Exercise aim — Turn the lines below into a JSON list of strings, one string for each line, with blank lines skipped. Leave the pictures out.

>>>>

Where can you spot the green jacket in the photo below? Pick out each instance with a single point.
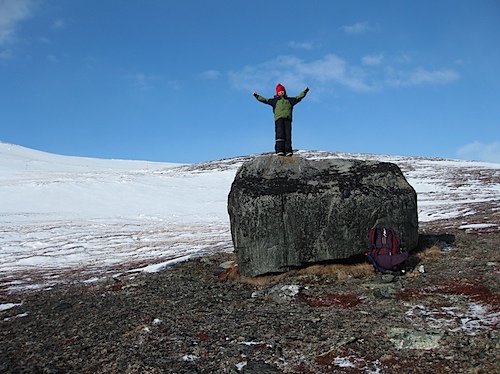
(282, 105)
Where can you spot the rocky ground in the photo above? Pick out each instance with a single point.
(194, 317)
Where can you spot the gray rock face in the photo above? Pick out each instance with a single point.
(292, 212)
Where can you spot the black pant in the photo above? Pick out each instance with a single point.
(283, 135)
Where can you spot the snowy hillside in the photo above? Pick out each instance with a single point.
(80, 218)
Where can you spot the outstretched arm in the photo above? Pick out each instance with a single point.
(261, 98)
(301, 95)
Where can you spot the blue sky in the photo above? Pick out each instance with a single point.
(173, 80)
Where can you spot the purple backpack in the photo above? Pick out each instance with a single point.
(385, 253)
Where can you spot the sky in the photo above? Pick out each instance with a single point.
(172, 81)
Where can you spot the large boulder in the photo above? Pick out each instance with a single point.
(289, 212)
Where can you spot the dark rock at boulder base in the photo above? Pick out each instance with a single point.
(289, 212)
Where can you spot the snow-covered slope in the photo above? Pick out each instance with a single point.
(66, 216)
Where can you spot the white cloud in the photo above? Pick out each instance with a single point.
(419, 76)
(59, 24)
(482, 152)
(372, 59)
(372, 74)
(297, 73)
(301, 45)
(357, 28)
(143, 81)
(11, 13)
(210, 74)
(52, 58)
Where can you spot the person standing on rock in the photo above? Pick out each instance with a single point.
(282, 109)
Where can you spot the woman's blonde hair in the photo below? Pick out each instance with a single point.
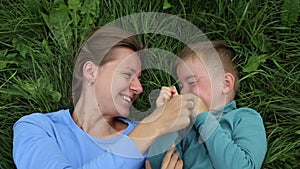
(97, 50)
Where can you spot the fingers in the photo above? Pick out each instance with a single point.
(173, 91)
(171, 161)
(179, 164)
(167, 157)
(166, 93)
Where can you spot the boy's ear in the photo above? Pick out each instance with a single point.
(90, 71)
(229, 81)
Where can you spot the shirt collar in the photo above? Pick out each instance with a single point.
(224, 109)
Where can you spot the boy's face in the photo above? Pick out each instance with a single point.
(194, 78)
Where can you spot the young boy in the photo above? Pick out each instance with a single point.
(225, 137)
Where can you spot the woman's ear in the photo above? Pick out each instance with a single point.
(229, 81)
(89, 71)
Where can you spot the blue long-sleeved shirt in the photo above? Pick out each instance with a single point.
(230, 138)
(54, 141)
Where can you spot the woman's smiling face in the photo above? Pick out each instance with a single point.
(118, 82)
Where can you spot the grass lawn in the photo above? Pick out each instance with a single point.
(39, 39)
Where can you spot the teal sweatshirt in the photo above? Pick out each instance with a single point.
(229, 138)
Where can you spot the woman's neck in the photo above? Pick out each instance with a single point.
(97, 125)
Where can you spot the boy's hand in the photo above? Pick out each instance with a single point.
(166, 93)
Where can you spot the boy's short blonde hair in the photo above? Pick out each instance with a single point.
(211, 54)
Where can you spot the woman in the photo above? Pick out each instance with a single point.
(96, 134)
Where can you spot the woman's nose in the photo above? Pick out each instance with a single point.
(185, 89)
(136, 86)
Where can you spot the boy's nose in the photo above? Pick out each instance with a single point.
(136, 86)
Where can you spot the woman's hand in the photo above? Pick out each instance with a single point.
(170, 160)
(165, 94)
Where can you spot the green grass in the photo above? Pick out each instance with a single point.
(39, 39)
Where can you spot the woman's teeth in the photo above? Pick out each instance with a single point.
(127, 99)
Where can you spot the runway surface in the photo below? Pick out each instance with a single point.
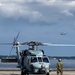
(51, 73)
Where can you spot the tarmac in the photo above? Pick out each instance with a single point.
(18, 72)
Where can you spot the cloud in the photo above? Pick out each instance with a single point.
(67, 13)
(37, 11)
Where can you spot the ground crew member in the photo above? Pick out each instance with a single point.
(59, 67)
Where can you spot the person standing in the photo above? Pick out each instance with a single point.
(59, 67)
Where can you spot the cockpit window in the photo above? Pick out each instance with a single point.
(33, 59)
(45, 59)
(39, 59)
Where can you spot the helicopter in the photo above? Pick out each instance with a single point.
(33, 60)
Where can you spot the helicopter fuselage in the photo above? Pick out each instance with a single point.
(33, 61)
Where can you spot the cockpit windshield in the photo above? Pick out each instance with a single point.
(45, 59)
(39, 59)
(33, 59)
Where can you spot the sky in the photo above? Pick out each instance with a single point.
(47, 21)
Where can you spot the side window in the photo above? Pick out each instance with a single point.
(33, 59)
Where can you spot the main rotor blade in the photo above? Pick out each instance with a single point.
(6, 43)
(50, 44)
(15, 39)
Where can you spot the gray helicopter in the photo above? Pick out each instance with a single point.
(33, 60)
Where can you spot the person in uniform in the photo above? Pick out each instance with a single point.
(59, 67)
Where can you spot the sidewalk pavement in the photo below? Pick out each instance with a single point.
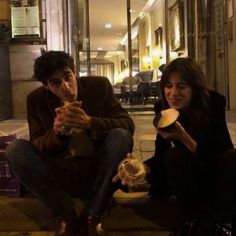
(21, 217)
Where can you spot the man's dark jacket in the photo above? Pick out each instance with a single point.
(98, 101)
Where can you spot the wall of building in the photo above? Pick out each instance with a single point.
(231, 60)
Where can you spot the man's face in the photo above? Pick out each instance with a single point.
(63, 84)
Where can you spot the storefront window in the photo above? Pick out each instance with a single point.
(25, 18)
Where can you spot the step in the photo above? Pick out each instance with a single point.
(130, 213)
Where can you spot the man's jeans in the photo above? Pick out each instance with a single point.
(52, 180)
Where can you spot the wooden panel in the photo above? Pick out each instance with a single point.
(4, 10)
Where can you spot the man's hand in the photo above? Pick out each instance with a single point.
(75, 117)
(58, 126)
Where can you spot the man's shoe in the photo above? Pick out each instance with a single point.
(90, 226)
(94, 226)
(224, 229)
(67, 225)
(186, 230)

<<<<

Response below —
[
  "Where can you spot the green jacket in the photo below? Pick out each instance with a single point.",
  "(282, 105)",
  "Where can you spot the rocky ground in the photo above? Pick out each instance with a single point.",
  "(194, 317)",
  "Where can you spot the gray rock face in the photo above? Pick out each instance with a single point.",
  "(292, 212)",
  "Where can you spot the black pant in the photo above? Pick out each instance with a single point.",
  "(283, 135)",
  "Where can you spot the snowy hillside in the photo above? Pick out each instance with a single point.",
  "(80, 218)",
  "Where can you spot the outstretched arm in the photo above? Pick out each instance with a single point.",
  "(261, 98)",
  "(301, 95)",
  "Where can you spot the blue sky in the photo above? Pick out each instance with a single point.",
  "(173, 80)",
  "Where can you spot the purple backpack in the photo above? Pick out each instance with a single point.",
  "(385, 253)",
  "Where can you spot the sky in the photo above? Pick out each instance with a single point.",
  "(172, 81)",
  "Where can you spot the large boulder in the photo above? Pick out each instance with a single point.",
  "(289, 212)",
  "Where can you spot the dark rock at boulder base in the photo above? Pick out each instance with a single point.",
  "(289, 212)",
  "Where can you spot the snow-covered slope in the photo above? Pick out each instance with a single point.",
  "(66, 216)",
  "Where can you spot the white cloud in the photo above? Pick out each instance with a single point.",
  "(419, 76)",
  "(59, 24)",
  "(482, 152)",
  "(372, 59)",
  "(372, 74)",
  "(297, 73)",
  "(301, 45)",
  "(357, 28)",
  "(143, 81)",
  "(11, 13)",
  "(210, 74)",
  "(52, 58)",
  "Where can you spot the person standing on rock in the photo above? Pick out each instance with a single point.",
  "(282, 109)",
  "Where can you spot the woman's blonde hair in the photo below? Pick out each instance with a single point.",
  "(97, 50)",
  "Where can you spot the fingers in the photo above? Pick out each instance with a single point.",
  "(173, 91)",
  "(171, 161)",
  "(179, 164)",
  "(167, 157)",
  "(166, 93)",
  "Where can you spot the boy's ear in the photo above? Pick out each instance with a single point.",
  "(90, 71)",
  "(229, 81)",
  "Where can you spot the shirt collar in the photo above? Pick out each instance with a single point.",
  "(224, 109)",
  "Where can you spot the boy's face in the photo above? Pick out each instance with a single point.",
  "(194, 78)",
  "Where can you spot the young boy in the photo above? Pick out each instance with a single point.",
  "(225, 137)",
  "Where can you spot the woman's ear in the photo above? Pick out each instance with a single point.",
  "(229, 81)",
  "(89, 71)",
  "Where can you spot the blue long-sleeved shirt in the photo above? Pick out each instance with a single point.",
  "(230, 138)",
  "(54, 141)",
  "Where can you spot the woman's smiling face in the photo above? Pick out each instance with a single point.",
  "(118, 82)",
  "Where can you spot the grass lawn in the photo above? Pick out each instance with a single point.",
  "(39, 39)",
  "Where can you spot the teal sweatshirt in the photo above? Pick out each instance with a single point.",
  "(229, 138)",
  "Where can you spot the woman's neck in the photo above? Pick out each instance with a single point.",
  "(97, 125)",
  "Where can you spot the boy's hand in the photo above? Pick out each instance with a single point.",
  "(166, 93)",
  "Where can you spot the boy's short blonde hair in the photo above? Pick out each instance with a single point.",
  "(211, 54)",
  "Where can you spot the woman in the photo above? Pick out each instance with a single point.",
  "(96, 134)",
  "Where can you spot the woman's nose in the photo above? Pick out each instance with a single point.",
  "(185, 89)",
  "(136, 86)",
  "Where can you spot the boy's nose in the photo above? Pick out each instance with a single point.",
  "(136, 86)",
  "Where can you spot the woman's hand in the photo above? Pick out each instance with a single point.",
  "(170, 160)",
  "(165, 94)",
  "Where can you spot the green grass in the photo above? Pick out each instance with a single point.",
  "(39, 39)",
  "Where can you spot the woman's teeth in the photo above? Pick out each instance with a single point.",
  "(127, 99)",
  "Where can you spot the runway surface in the photo below? Pick out each instance with a single point.",
  "(51, 73)",
  "Where can you spot the tarmac in the photo above? Pick out each instance with a single point.",
  "(18, 72)",
  "Where can you spot the cloud in the photo above? Pick out each instance with a single point.",
  "(67, 13)",
  "(37, 11)",
  "Where can you spot the ground crew member in the photo above? Pick out each instance with a single point.",
  "(59, 67)",
  "Where can you spot the person standing in the photo above? Pick out each instance with a single point.",
  "(59, 67)",
  "Where can you spot the cockpit window in the photo above? Pick out each instance with a single point.",
  "(33, 59)",
  "(45, 59)",
  "(39, 59)",
  "Where can you spot the helicopter in the photo above? Pick out each instance with a single point.",
  "(33, 60)",
  "Where can you spot the helicopter fuselage in the photo above? Pick out each instance with a single point.",
  "(33, 61)",
  "Where can you spot the cockpit windshield in the photo above? Pick out each instance with a single point.",
  "(45, 59)",
  "(39, 59)",
  "(33, 59)",
  "Where can you spot the sky in the photo above? Pick out each instance with a single point.",
  "(47, 21)",
  "Where can you spot the side window in the photo above? Pick out each instance with a single point.",
  "(33, 59)",
  "Where can you spot the main rotor blade in the photo above? Pick out each instance with a single point.",
  "(6, 43)",
  "(50, 44)",
  "(15, 39)",
  "Where can you spot the gray helicopter in the photo above? Pick out each instance with a single point.",
  "(33, 60)",
  "Where can you spot the person in uniform in the photo above? Pick out each instance with a single point.",
  "(59, 67)",
  "Where can you spot the sidewalk pavement in the photo below? Pick out each instance with a single point.",
  "(21, 217)",
  "Where can you spot the man's dark jacket in the photo above? Pick out each instance with a single point.",
  "(98, 101)",
  "Where can you spot the wall of building in the photo above? Pick out each instance with a single point.",
  "(231, 60)",
  "Where can you spot the man's face in the photo above? Pick out each instance with a single point.",
  "(63, 84)",
  "Where can you spot the storefront window in the photo above? Pick out each instance with a single point.",
  "(25, 18)",
  "Where can you spot the step in the photo above? Pick out each instance with a single point.",
  "(130, 213)",
  "Where can you spot the man's jeans in the photo above? Pick out each instance with a single point.",
  "(52, 180)",
  "Where can you spot the wooden panel in the photo above? Pick out each instance with a single point.",
  "(4, 10)",
  "Where can you spot the man's hand in the photo above? Pick out each instance with a single point.",
  "(75, 117)",
  "(58, 126)",
  "Where can you spot the man's shoe in the photo above? Pick out each instance with a single point.",
  "(90, 226)",
  "(94, 226)",
  "(224, 229)",
  "(67, 225)",
  "(186, 230)"
]